## PROBLEM TO SOLVE
Set down the whole listing verbatim.

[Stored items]
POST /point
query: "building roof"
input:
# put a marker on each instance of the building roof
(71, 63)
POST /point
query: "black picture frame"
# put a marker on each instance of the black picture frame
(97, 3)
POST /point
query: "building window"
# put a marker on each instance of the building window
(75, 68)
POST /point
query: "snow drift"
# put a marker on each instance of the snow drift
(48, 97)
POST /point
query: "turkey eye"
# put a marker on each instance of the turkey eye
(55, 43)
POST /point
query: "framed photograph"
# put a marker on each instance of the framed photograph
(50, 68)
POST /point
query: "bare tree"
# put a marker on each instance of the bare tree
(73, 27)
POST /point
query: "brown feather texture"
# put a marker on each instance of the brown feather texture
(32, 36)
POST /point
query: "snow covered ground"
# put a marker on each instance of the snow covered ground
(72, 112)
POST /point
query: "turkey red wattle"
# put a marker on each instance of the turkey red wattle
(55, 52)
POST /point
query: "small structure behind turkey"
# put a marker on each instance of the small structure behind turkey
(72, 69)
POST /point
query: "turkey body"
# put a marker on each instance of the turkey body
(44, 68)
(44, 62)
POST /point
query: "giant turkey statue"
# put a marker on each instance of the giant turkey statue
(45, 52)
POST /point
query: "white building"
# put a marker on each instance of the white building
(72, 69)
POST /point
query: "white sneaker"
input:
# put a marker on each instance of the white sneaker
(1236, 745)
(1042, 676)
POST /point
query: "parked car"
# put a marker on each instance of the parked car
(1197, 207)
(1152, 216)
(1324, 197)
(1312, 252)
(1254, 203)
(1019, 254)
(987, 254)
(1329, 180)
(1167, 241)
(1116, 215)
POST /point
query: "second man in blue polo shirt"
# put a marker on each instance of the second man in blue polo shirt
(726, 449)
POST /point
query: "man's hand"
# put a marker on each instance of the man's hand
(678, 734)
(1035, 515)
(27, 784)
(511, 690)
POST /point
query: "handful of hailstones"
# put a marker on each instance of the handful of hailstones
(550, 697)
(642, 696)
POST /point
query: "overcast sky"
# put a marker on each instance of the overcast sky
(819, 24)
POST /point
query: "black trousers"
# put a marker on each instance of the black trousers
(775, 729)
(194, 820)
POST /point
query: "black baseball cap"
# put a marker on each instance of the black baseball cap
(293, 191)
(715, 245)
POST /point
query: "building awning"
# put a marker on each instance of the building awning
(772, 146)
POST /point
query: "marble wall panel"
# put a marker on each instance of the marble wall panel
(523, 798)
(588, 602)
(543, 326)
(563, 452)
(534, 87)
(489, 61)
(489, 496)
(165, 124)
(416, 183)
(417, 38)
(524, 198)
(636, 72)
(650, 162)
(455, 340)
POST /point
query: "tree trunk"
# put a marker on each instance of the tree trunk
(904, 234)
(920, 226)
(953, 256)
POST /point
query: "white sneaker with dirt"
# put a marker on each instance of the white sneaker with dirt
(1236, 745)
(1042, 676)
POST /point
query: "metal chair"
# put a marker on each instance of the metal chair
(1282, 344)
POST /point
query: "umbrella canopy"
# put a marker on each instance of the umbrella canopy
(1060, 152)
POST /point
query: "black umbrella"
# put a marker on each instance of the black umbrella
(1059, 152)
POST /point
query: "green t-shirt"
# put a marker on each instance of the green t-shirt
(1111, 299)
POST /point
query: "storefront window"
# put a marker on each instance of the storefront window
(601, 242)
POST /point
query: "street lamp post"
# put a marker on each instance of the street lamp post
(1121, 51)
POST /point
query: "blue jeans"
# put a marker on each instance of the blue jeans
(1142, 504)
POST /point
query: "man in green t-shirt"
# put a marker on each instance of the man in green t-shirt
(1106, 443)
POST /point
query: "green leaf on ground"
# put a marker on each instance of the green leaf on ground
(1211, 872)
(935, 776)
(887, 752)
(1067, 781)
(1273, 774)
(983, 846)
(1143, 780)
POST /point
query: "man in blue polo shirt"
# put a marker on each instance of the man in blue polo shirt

## WORKED ANSWER
POST /point
query: "building roof"
input:
# put a marker on each instance of the building roof
(71, 63)
POST /point
query: "black picture frame"
# put a marker on each instance of the black picture frame
(97, 3)
POST /point
query: "building window"
# put a marker on each instance of the building window
(75, 68)
POST /point
query: "snow drift"
# put a marker on each instance of the snow drift
(48, 97)
POST /point
query: "turkey eye"
# put a marker on each instance of the turkey eye
(55, 43)
POST /point
query: "framed photograph"
# put a marker on each instance of the framed photograph
(50, 68)
POST /point
query: "bare tree"
# put a marker on each instance of the bare tree
(73, 27)
POST /point
query: "brown feather texture"
# put a marker on each instance of the brown feather texture
(32, 36)
POST /point
query: "snow covered ground"
# put a marker on each instance of the snow covered ground
(72, 112)
POST /point
query: "turkey red wattle"
# put a marker on each instance of the turkey red wattle
(55, 52)
POST /point
query: "small structure behind turkey"
# put a marker on each instance of the small structure behind turkey
(72, 69)
POST /point
query: "turkey body"
# put a marker on each instance of the turkey body
(44, 68)
(44, 62)
POST /point
query: "giant turkey statue"
# put a marker on each instance of the giant turkey statue
(45, 52)
POST /point
query: "white building"
# put a marker on each instance of the white building
(72, 69)
POST /point
query: "white sneaker"
input:
# put a marker on each instance of the white sneaker
(1236, 745)
(1042, 676)
POST /point
query: "parked car"
# put a marker on each instance of the parked car
(1197, 207)
(1152, 216)
(1324, 197)
(1312, 252)
(1254, 203)
(1019, 254)
(987, 254)
(1329, 180)
(1167, 241)
(1116, 215)
POST /point
query: "second man in blue polo shirt"
# put a marker on each instance of the second man in blue polo shirt
(726, 449)
POST /point
query: "man's hand"
# put a marker on each instance of the man's hand
(678, 734)
(1035, 515)
(27, 784)
(511, 690)
POST /point
query: "handful of hailstones"
# put a marker on each instance of the handful of hailstones
(550, 697)
(642, 696)
POST /point
query: "overcast sky"
# put a marker on each instance of the overcast sky
(819, 24)
POST /point
query: "black trousers"
# put a marker on each instance of the black trousers
(775, 729)
(194, 820)
POST /point
query: "black baseball cap"
# put a marker on each instance of the black baseball cap
(293, 191)
(715, 245)
POST /point
query: "building awning"
# put a marker on each instance of the building awning
(772, 146)
POST /point
query: "marble wall panel"
# put a marker on each instance of the marble wall panel
(523, 798)
(588, 602)
(543, 326)
(563, 452)
(534, 87)
(489, 61)
(489, 496)
(165, 124)
(416, 183)
(417, 38)
(524, 198)
(636, 72)
(650, 162)
(455, 340)
POST /point
query: "tree trunk"
# put a marker on each instance of the tree trunk
(904, 234)
(920, 226)
(953, 256)
POST /point
query: "white sneaker with dirt"
# put a marker on each instance of the white sneaker with dirt
(1236, 745)
(1042, 676)
POST /point
query: "metal chair"
# put a marker on each instance of the metal chair
(1282, 344)
POST /point
query: "umbrella canopy"
# put a marker on each instance of the umbrella canopy
(1060, 152)
POST /point
query: "black umbrella"
# put a marker on each instance of the black umbrella
(1059, 152)
POST /point
query: "green t-shirt"
# put a marker on each instance of the green t-shirt
(1111, 299)
POST /point
query: "storefront window"
# put a marker on each instance of the storefront window
(601, 242)
POST /point
query: "street lamp post"
# put a marker on each instance of the street lamp post
(1121, 51)
POST /point
query: "blue jeans"
# put a marker on each instance of the blue jeans
(1142, 504)
POST /point
query: "man in green t-shirt"
# put a marker on each instance of the man in green t-shirt
(1106, 443)
POST /point
query: "green leaf on ground"
# put a marker on each instance of the green leaf on ground
(1211, 872)
(935, 776)
(887, 752)
(1067, 781)
(1273, 774)
(983, 846)
(1143, 780)
POST /point
query: "man in blue polo shirt"
# put a marker on each instance of the man in blue polo shirt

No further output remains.